Exact repetition, pictures omitted: give every record below again.

Point-per-instance localization data:
==================================================
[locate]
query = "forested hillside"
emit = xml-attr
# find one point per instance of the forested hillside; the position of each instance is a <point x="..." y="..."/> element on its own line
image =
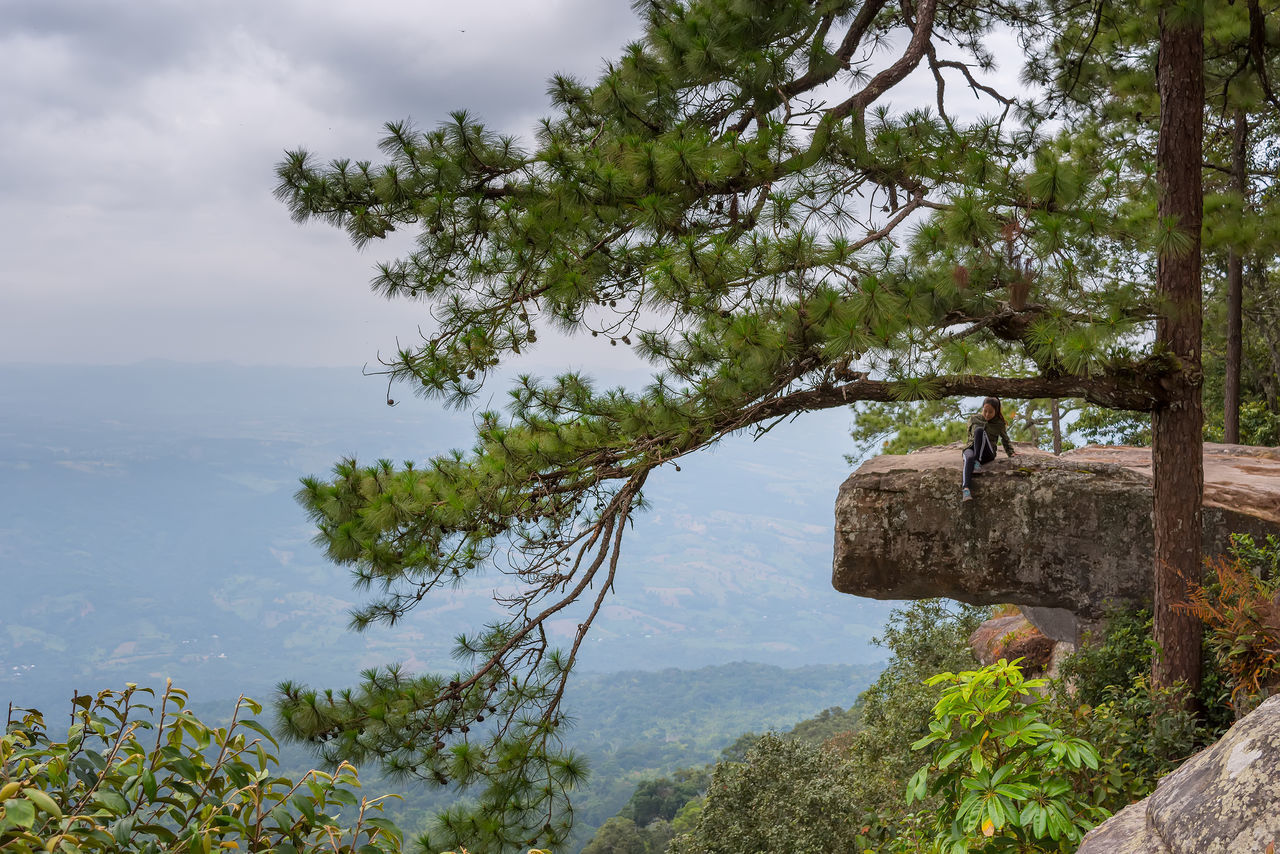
<point x="150" y="512"/>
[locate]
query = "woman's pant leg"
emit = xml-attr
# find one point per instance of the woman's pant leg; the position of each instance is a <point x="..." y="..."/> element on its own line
<point x="969" y="459"/>
<point x="984" y="447"/>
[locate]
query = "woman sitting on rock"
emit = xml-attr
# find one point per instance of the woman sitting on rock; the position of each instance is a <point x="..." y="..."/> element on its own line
<point x="983" y="432"/>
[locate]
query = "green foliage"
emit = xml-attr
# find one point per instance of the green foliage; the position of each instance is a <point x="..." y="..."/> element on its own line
<point x="1141" y="733"/>
<point x="662" y="798"/>
<point x="787" y="795"/>
<point x="1105" y="695"/>
<point x="1239" y="603"/>
<point x="731" y="199"/>
<point x="923" y="638"/>
<point x="864" y="752"/>
<point x="131" y="777"/>
<point x="621" y="835"/>
<point x="1116" y="657"/>
<point x="1009" y="781"/>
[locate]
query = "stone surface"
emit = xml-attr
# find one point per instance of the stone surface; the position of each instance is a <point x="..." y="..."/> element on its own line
<point x="1068" y="533"/>
<point x="1011" y="638"/>
<point x="1223" y="800"/>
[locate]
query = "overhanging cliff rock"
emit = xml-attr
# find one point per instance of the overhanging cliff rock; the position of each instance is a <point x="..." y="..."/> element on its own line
<point x="1057" y="535"/>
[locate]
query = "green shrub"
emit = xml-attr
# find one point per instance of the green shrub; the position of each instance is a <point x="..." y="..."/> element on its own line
<point x="1239" y="603"/>
<point x="789" y="795"/>
<point x="1009" y="781"/>
<point x="129" y="777"/>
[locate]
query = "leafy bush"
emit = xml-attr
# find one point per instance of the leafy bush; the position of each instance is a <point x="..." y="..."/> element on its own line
<point x="1009" y="781"/>
<point x="131" y="779"/>
<point x="787" y="795"/>
<point x="1141" y="733"/>
<point x="924" y="638"/>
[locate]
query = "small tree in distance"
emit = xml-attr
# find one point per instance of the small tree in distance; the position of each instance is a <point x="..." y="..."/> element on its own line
<point x="736" y="200"/>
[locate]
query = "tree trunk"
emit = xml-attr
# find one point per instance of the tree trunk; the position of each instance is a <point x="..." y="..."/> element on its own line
<point x="1235" y="291"/>
<point x="1056" y="415"/>
<point x="1178" y="424"/>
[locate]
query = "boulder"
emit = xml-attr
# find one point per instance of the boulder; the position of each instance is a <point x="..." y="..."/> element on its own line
<point x="1063" y="537"/>
<point x="1223" y="800"/>
<point x="1011" y="638"/>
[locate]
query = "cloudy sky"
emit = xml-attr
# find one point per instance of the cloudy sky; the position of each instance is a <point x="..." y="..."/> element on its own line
<point x="138" y="141"/>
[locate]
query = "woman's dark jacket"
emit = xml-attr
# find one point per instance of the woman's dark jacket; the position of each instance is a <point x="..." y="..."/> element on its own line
<point x="996" y="429"/>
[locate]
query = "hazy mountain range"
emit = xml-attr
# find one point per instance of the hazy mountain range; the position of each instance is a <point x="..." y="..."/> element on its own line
<point x="147" y="529"/>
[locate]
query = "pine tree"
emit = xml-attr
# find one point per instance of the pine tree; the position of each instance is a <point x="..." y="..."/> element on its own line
<point x="737" y="201"/>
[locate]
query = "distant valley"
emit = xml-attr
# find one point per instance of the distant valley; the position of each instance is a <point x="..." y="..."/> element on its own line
<point x="146" y="516"/>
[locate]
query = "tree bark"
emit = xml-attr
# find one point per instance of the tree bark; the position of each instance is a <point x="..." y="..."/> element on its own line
<point x="1235" y="291"/>
<point x="1178" y="424"/>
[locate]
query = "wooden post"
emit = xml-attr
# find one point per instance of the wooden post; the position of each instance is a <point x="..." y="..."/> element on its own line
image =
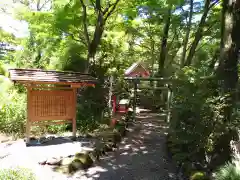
<point x="28" y="124"/>
<point x="74" y="125"/>
<point x="134" y="99"/>
<point x="169" y="98"/>
<point x="110" y="96"/>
==================================================
Exercise result:
[locate]
query = "forested hillside"
emit = xml-attr
# find one point per instance of the forested hillside; the position of each instance is a <point x="..." y="..."/> element on its own line
image =
<point x="150" y="512"/>
[locate]
query = "woman's pant leg"
emit = xml-attr
# find one point per instance of the woman's pant leg; the position of each instance is a <point x="..." y="..."/> element on its own line
<point x="969" y="459"/>
<point x="984" y="447"/>
[locate]
query = "woman sitting on rock"
emit = xml-attr
# find one point per instance of the woman sitting on rock; the position of each instance is a <point x="..." y="..."/> element on its own line
<point x="983" y="432"/>
[locate]
query = "green foliage"
emit = xml-attr
# find one point per instance of the green foliage; the position of each instance is a <point x="..." y="..."/> element on its own line
<point x="1141" y="733"/>
<point x="662" y="798"/>
<point x="787" y="795"/>
<point x="1105" y="695"/>
<point x="1239" y="603"/>
<point x="731" y="199"/>
<point x="923" y="638"/>
<point x="864" y="752"/>
<point x="131" y="777"/>
<point x="621" y="835"/>
<point x="1116" y="657"/>
<point x="1009" y="781"/>
[locate]
query = "stone surface"
emit = xml-attr
# find one point per instance of the stone surface; the position of each instance is a <point x="..." y="..."/> element on its own line
<point x="1068" y="533"/>
<point x="1011" y="638"/>
<point x="1223" y="800"/>
[locate]
query = "overhanging cliff rock"
emit = xml-attr
# find one point per instance of the overhanging cliff rock; the position of each instance is a <point x="..." y="..."/> element on its own line
<point x="1057" y="535"/>
[locate]
query = "green shrub"
emit = xml-attr
# find one point per instance of the green shrub; the position of each instance is a <point x="..." y="..."/> element on its own line
<point x="1239" y="603"/>
<point x="789" y="795"/>
<point x="1009" y="781"/>
<point x="129" y="777"/>
[locate]
query = "leafy bush"
emit = xml-attr
# find one point per instance of the leafy bush; the position of each instance is a <point x="..." y="..."/> element on its own line
<point x="1009" y="781"/>
<point x="131" y="779"/>
<point x="787" y="795"/>
<point x="1141" y="733"/>
<point x="924" y="638"/>
[locate]
query = "small tree in distance"
emit = xml-attr
# find one point per instance of the small tree in distance; the position of each instance is a <point x="..." y="..."/> element on its own line
<point x="736" y="200"/>
[locate]
query = "tree trunk"
emit = xml-attr
# find one point per instance of the tree trunk; the position of each instance is a <point x="..." y="..."/> element on its own line
<point x="1235" y="291"/>
<point x="1056" y="415"/>
<point x="1178" y="424"/>
[locate]
query = "boulder"
emit = xml-attr
# find one point per instance of the boulder; the position of each instance is a <point x="..." y="..."/> element on its own line
<point x="1063" y="537"/>
<point x="1223" y="800"/>
<point x="1011" y="638"/>
[locate]
query = "cloudy sky"
emit = xml-attr
# find one point per instance of the cloudy sky; the position of each instance is a <point x="..." y="..."/> element on its own line
<point x="138" y="141"/>
[locate]
query = "woman's dark jacket"
emit = xml-attr
# find one point per instance of the woman's dark jacket; the position of each instance is a <point x="..." y="..."/> element on its own line
<point x="996" y="429"/>
[locate]
query = "hazy mountain range"
emit = xml-attr
# find one point per instance of the hazy mountain range; the position of each instance is a <point x="..." y="..."/> element on its own line
<point x="147" y="529"/>
[locate]
query = "pine tree"
emit = xml-attr
# find one point per instance of the pine tree; the position of each instance is a <point x="..." y="..."/> element on its own line
<point x="737" y="201"/>
[locate]
query = "distant valley"
emit = xml-attr
# find one point per instance of the distant valley; the position of each instance is a <point x="..." y="..."/> element on its own line
<point x="146" y="516"/>
[locate]
query = "tree bark"
emit = xml-attr
# find one point per instance of the tree bark; the position of each instance is a <point x="..." y="..."/> element on its own line
<point x="1235" y="291"/>
<point x="1178" y="424"/>
[locate]
query = "wooden post"
emit = xml-attr
# find one point per instance of the wooden post; the position of each instance is a <point x="..." y="..."/> element on its own line
image =
<point x="28" y="124"/>
<point x="74" y="125"/>
<point x="134" y="99"/>
<point x="169" y="98"/>
<point x="110" y="96"/>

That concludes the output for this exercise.